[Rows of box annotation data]
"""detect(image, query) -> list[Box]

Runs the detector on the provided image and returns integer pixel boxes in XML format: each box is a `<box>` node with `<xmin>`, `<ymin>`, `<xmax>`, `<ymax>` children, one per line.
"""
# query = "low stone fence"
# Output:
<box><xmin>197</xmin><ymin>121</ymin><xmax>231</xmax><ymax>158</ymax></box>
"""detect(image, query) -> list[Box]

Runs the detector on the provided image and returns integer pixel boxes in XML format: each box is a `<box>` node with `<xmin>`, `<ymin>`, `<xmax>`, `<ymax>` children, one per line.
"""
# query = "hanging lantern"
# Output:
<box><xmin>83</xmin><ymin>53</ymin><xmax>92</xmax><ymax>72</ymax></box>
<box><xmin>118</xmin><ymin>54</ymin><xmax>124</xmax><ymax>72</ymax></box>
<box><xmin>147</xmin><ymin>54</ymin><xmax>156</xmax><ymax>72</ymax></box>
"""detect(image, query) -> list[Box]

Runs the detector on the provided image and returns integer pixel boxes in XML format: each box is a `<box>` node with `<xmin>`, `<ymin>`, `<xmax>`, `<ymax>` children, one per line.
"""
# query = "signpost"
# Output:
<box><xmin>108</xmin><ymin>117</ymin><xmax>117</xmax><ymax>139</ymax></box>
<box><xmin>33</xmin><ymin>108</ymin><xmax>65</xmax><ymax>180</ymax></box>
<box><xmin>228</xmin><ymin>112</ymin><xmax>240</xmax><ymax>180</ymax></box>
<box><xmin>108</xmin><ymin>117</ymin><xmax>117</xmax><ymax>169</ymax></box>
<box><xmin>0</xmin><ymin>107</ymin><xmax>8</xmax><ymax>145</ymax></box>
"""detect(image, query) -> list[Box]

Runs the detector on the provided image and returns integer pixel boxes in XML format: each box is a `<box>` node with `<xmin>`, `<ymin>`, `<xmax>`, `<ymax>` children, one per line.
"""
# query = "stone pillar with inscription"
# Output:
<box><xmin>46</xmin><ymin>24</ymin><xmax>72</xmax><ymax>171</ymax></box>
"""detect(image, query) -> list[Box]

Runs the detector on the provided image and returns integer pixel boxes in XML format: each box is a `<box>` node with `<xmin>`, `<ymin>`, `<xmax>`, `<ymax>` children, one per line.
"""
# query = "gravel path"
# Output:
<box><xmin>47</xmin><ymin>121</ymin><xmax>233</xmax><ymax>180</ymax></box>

• **Task brief**
Pick out every line of the records that contains the word "stone", and copy each one. Treat case as significant.

• **Result**
# query = "low stone fence"
# query = "stone pillar with inscription"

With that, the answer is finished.